One of the first ideas that come to mind from previous contest experience is that lack of 4-connected path from left to right is equivalent to existence of a 8-connected path from top to bottom (is there a canonical link that explains this duality?), so essentially we have to find two non-intersecting 8-connected paths, one from top to bottom, and one from left to right, such that each color is used in at most one path. Can you see how to proceed from here?
Codeforces Round 275 happened a day later (problems, results, top 5 on the left). Problem B was quite simply stated and presented a nice, if not very difficult, algorithmic challenge. There's a hidden array of 100000 non-negative integers up to 230-1, and the only things you know about it are bitwise ANDs of its consecutive subarrays, for at most 100000 subarrays each given by the left and right boundaries. You need to find at least one array with such subarray bitwise ANDs or report that none exists.
Quite a few official ACM ICPC competitions are also happening these days. In particular, NEERC Saratov (results, the participants of the offical competition are marked as "ghosts") and Moscow (onsite results, online results) subregionals had online mirrors that let us get an early glimpse at the relative strength of various Russian ACM ICPC teams this season. So far, the Tapirs team from the Moscow State University is the one to beat. Another interesting thing about those and other subregional scoreboards is the teams that are missing from them: the obvious one is that tourist's team did not participate in the online mirrors, but they are still planning to participate in the Northern subregional as far as I know; but there are actually two strong teams who look to be skipping this year's official ACM ICPC contests completely: the strongest Nizhny Novgorod State University team and the strongest Ural Federal University team, placed fourth and fifth in the latest Petrozavodsk training camp. This is an (unintended?) side effect from the rule that lets each person participate in the ACM ICPC World Finals at most twice.

*Information provided:*
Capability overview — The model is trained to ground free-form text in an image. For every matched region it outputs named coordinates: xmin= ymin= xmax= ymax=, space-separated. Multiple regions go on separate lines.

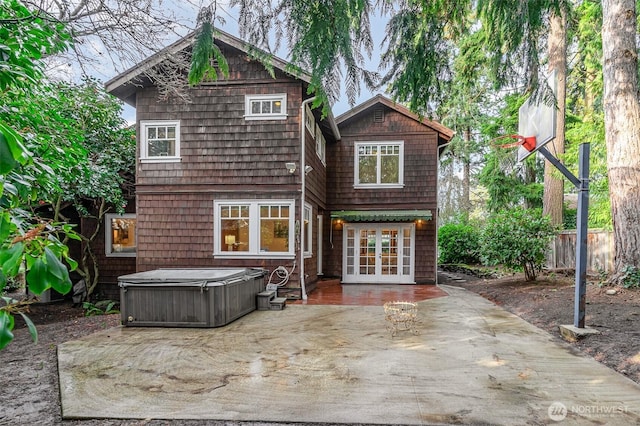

*Work instructions:*
According to the contest blog excerpt, which team is "the one to beat" so far this season? The material isn't needed for what follows.

*Answer to the exercise:*
The Tapirs team from the Moscow State University.